**Work instructions**.
Rewrite the lines below with "tutorial" substituted for every occurrence of "quickstart". Leave everything else unchanged.

**Exercise materials**.
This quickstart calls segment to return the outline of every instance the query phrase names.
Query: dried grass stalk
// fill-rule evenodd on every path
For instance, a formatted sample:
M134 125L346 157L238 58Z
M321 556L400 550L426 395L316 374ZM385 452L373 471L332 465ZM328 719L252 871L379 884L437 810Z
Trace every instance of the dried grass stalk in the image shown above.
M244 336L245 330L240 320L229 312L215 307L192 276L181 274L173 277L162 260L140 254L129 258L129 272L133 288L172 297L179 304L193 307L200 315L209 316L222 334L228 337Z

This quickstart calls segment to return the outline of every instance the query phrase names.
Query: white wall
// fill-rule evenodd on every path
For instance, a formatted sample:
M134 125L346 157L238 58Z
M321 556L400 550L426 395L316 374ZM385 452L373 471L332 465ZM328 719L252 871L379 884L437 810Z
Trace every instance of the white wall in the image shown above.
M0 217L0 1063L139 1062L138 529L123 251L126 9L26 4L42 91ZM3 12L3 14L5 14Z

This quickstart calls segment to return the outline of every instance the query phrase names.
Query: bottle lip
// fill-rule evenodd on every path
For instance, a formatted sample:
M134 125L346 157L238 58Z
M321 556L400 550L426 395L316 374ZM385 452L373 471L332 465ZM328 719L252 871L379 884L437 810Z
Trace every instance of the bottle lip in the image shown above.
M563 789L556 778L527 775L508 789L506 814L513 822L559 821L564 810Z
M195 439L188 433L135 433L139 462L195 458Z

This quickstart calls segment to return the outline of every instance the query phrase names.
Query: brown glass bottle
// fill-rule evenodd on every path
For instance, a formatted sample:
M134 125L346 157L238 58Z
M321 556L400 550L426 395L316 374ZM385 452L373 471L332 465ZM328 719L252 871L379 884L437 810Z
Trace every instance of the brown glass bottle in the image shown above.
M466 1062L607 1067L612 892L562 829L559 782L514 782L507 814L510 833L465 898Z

**Complete answer**.
This tutorial calls segment to return the outline of every instance the query phrase names.
Query: dried grass stalk
// fill-rule evenodd on every path
For instance, a formatted sample:
M134 125L346 157L238 58Z
M321 556L400 550L426 395L316 374ZM385 452L373 471L332 465ZM328 719L252 871L379 884L437 810Z
Trace every instance of the dried grass stalk in the image shown above.
M244 336L245 330L240 320L229 312L215 307L192 276L181 274L173 277L162 260L140 254L129 258L129 272L133 288L172 297L179 304L193 307L200 315L209 316L222 334L228 337Z

This tutorial calls segment to return the outline of every instance the query phrase names.
Query: white wall
// fill-rule evenodd on every path
For instance, a formatted sample:
M134 125L346 157L238 58Z
M321 556L400 550L426 395L316 374ZM385 452L373 471L332 465ZM328 719L252 871L379 884L437 810Z
Trace every instance of the white wall in the image shown above.
M0 217L0 1063L139 1062L138 529L123 251L126 9L26 4L42 91ZM3 12L3 14L5 14Z

This tutorial calls segment to return the outline of every instance the query phrase names.
Query: bottle lip
// fill-rule evenodd on every path
For instance, a formatted sample:
M134 125L346 157L238 58Z
M321 556L400 550L426 395L316 374ZM385 452L373 471L332 465ZM328 719L252 871L379 884L437 810Z
Trace every instance of the bottle lip in the image shown above.
M563 789L556 778L527 775L508 789L506 814L513 822L559 821L564 810Z
M195 439L188 433L135 433L139 462L195 458Z

This tutorial calls segment to return the outline of every instance the query phrase names.
Query: brown glass bottle
// fill-rule evenodd on every path
For instance, a formatted sample:
M134 125L346 157L238 58Z
M321 556L400 550L426 395L316 374ZM385 452L373 471L332 465ZM328 719L252 871L379 884L437 810Z
Trace every instance of the brown glass bottle in the image shown above.
M466 1062L607 1067L612 892L562 829L559 782L514 782L507 814L510 833L465 898Z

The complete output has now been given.